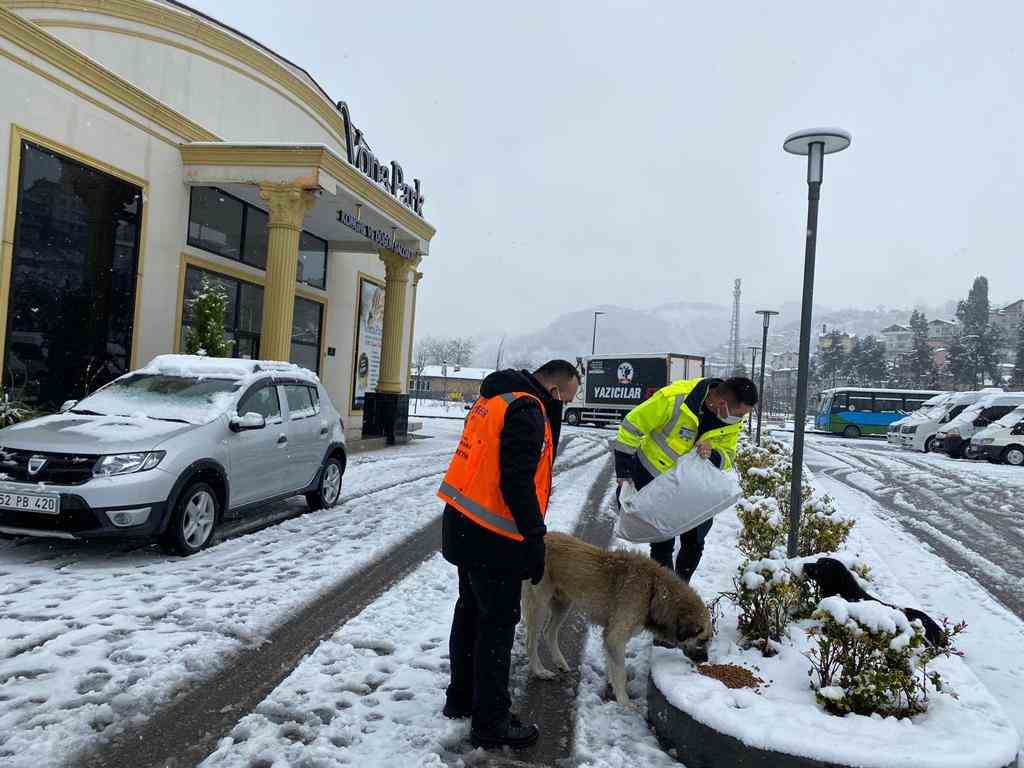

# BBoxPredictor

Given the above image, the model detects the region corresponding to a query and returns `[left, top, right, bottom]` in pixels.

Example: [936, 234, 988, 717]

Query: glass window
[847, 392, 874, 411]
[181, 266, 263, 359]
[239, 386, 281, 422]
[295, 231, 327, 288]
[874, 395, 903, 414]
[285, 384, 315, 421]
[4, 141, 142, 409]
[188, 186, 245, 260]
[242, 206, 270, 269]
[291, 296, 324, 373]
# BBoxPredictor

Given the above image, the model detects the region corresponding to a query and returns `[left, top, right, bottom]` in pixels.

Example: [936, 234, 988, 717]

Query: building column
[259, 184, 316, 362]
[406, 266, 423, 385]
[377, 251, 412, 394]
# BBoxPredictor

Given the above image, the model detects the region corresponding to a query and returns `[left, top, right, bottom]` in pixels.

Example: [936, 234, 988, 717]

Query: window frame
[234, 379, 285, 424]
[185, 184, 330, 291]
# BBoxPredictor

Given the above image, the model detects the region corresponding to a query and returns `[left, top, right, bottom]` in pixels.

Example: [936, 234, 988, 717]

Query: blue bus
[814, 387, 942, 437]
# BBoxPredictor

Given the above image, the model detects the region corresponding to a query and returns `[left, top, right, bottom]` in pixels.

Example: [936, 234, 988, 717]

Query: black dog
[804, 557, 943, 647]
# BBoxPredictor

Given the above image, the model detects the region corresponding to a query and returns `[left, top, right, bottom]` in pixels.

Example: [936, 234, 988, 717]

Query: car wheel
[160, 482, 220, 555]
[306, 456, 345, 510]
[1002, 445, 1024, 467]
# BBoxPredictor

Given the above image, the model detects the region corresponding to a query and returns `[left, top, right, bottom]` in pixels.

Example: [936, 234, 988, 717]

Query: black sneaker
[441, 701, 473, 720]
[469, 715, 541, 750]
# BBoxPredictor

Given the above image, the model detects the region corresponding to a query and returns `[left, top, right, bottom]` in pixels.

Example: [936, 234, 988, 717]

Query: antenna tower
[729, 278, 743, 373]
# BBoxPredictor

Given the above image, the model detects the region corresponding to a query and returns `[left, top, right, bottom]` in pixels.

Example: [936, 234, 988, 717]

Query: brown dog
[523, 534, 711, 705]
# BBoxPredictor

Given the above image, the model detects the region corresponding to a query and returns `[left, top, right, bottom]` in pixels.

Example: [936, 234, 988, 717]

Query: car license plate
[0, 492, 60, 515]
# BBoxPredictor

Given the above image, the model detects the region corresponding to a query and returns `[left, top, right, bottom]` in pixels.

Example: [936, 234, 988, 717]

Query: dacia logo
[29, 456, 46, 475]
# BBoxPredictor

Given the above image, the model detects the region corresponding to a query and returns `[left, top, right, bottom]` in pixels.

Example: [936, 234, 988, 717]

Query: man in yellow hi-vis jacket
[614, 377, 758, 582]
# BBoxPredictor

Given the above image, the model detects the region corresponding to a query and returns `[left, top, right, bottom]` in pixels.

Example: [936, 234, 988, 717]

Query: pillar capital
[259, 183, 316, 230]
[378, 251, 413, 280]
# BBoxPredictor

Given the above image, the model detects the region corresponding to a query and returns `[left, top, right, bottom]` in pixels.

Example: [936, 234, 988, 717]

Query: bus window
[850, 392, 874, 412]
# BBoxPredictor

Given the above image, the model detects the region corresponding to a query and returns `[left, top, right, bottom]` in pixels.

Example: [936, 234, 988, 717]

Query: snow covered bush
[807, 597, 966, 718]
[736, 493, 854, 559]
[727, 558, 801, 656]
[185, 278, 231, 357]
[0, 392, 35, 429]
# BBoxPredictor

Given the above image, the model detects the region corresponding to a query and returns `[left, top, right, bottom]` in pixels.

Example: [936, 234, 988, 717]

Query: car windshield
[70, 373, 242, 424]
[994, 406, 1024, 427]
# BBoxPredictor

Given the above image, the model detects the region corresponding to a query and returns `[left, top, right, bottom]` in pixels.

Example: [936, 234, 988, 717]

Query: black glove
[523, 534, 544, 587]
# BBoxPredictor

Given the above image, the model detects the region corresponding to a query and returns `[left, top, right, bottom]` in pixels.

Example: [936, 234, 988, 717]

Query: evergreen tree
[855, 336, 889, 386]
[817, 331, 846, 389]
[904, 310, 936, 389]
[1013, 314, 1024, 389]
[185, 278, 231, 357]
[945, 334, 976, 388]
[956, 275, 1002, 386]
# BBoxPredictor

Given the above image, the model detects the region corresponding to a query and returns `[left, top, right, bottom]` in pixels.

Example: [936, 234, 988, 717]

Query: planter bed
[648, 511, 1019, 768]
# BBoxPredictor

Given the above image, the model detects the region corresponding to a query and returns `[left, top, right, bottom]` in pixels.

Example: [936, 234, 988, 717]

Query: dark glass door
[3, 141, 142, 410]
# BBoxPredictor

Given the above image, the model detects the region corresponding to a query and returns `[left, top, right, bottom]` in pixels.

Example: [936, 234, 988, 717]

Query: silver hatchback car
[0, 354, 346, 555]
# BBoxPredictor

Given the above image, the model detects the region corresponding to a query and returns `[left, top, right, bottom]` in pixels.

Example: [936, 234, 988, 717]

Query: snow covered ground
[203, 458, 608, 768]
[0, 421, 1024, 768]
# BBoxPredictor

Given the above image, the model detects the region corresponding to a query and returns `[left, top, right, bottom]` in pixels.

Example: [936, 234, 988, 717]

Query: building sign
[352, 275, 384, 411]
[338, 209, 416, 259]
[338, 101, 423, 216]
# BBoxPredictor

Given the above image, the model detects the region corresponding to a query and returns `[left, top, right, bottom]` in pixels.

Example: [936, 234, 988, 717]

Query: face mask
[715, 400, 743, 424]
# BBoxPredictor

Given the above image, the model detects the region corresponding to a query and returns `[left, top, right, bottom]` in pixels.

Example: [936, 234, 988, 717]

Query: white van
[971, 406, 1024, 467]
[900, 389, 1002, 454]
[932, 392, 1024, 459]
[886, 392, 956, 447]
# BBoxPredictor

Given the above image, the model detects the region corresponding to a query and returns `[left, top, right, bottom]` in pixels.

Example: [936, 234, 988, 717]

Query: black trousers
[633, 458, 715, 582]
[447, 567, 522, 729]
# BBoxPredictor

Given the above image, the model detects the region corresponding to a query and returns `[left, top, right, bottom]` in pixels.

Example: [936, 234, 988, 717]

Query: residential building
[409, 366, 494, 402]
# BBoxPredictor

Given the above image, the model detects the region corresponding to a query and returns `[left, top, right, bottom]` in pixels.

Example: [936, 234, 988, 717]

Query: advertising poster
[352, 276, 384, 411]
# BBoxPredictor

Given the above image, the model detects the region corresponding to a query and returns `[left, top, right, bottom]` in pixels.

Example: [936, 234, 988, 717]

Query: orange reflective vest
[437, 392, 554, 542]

____

## CHALLENGE:
Extract every line above that contains the string "black". Matching is case-sensitive.

## SOLUTION FOR THIS TASK:
Query: black dog
Query: black sneaker
Query: black glove
Query: black trousers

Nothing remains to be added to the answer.